=== Selected excerpt ===

Me too, that was the best. I mean, it’s really, really interesting, because, you know, I have always, I personally feel like, we need, you know, really strong and well intended people with integrity physicians at every table across health care.

And I include, you know, the insurance companies in that. I work in the pharmaceutical industry, you’ve got the medical device industry, all of the places not just in the clinic, and also the admin of the hospital systems and stuff. If you don’t have health care professionals in there, then we’re really abdicating our ability to shape and influence healthcare in the grand scheme. And what I’m hearing from you is basically the exact same thing.

I mean, I had not really thought about it at the undergraduate college level. But what you are doing, you know, is absolutely bringing that that physician perspective and influencing an entire generation of people to go be really excellent clinicians. And so I mean, I just think that’s incredibly valuable, and is absolutely doctoring.

=== Data for review ===

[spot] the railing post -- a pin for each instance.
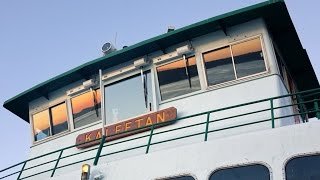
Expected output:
(150, 137)
(56, 165)
(316, 107)
(24, 164)
(96, 159)
(272, 112)
(207, 127)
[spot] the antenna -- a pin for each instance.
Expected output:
(115, 39)
(108, 48)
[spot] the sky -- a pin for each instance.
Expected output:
(41, 39)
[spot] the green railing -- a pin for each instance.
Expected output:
(306, 101)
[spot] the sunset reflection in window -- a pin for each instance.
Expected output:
(59, 118)
(178, 78)
(86, 108)
(41, 125)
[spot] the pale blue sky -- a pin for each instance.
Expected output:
(41, 39)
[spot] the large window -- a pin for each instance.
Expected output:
(50, 122)
(178, 78)
(86, 108)
(307, 167)
(128, 98)
(234, 61)
(249, 172)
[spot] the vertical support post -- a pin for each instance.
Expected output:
(103, 112)
(24, 164)
(207, 127)
(56, 165)
(96, 159)
(150, 137)
(316, 107)
(272, 112)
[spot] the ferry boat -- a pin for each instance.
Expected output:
(230, 97)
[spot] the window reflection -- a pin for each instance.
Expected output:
(126, 98)
(248, 58)
(86, 108)
(59, 118)
(178, 78)
(41, 125)
(219, 66)
(250, 172)
(306, 167)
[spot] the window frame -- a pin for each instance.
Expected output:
(156, 79)
(51, 136)
(236, 80)
(285, 163)
(127, 75)
(243, 165)
(70, 114)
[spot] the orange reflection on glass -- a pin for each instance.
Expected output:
(177, 64)
(98, 96)
(59, 118)
(41, 127)
(219, 54)
(82, 102)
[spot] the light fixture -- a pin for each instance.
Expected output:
(85, 85)
(136, 64)
(183, 50)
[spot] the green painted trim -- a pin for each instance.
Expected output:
(174, 129)
(23, 98)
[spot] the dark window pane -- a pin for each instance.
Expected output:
(180, 178)
(126, 99)
(302, 168)
(86, 108)
(41, 125)
(178, 78)
(248, 58)
(250, 172)
(59, 118)
(219, 66)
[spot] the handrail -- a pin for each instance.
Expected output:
(315, 110)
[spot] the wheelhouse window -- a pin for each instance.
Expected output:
(86, 108)
(50, 122)
(59, 118)
(219, 66)
(306, 167)
(249, 172)
(234, 62)
(41, 125)
(128, 98)
(178, 78)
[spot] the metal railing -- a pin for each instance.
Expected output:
(311, 99)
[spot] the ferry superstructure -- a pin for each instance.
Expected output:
(229, 97)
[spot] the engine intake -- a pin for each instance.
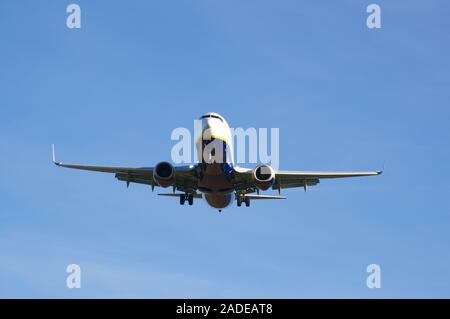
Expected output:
(263, 177)
(164, 174)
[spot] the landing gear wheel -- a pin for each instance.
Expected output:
(239, 201)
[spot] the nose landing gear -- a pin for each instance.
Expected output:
(242, 199)
(186, 197)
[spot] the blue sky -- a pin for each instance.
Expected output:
(344, 97)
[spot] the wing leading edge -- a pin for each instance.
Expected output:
(184, 176)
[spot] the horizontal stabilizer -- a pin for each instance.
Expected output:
(264, 197)
(180, 194)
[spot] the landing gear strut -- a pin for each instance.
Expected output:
(186, 197)
(241, 198)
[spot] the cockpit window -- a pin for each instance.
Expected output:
(211, 116)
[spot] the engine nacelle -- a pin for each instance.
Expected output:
(263, 177)
(164, 174)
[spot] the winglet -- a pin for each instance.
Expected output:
(53, 155)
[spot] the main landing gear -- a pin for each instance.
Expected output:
(186, 197)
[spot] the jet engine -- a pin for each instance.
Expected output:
(263, 177)
(164, 174)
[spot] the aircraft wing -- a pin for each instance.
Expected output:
(185, 178)
(292, 179)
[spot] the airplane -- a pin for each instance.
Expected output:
(216, 178)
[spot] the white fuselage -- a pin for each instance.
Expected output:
(215, 154)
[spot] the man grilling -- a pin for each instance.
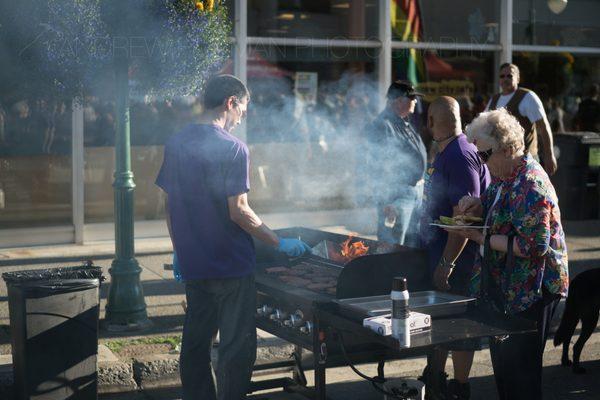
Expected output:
(527, 107)
(395, 164)
(457, 171)
(206, 178)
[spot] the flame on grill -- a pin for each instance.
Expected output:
(352, 250)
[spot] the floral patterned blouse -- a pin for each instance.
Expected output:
(528, 208)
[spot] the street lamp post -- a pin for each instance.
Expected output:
(126, 308)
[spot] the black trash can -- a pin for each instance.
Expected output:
(577, 179)
(54, 332)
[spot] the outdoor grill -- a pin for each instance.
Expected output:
(289, 291)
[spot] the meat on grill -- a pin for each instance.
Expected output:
(307, 276)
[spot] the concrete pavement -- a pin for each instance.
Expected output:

===

*Problem description*. According to the conversation excerpt above, in which industry does the speaker work?

*Task output*. The pharmaceutical industry.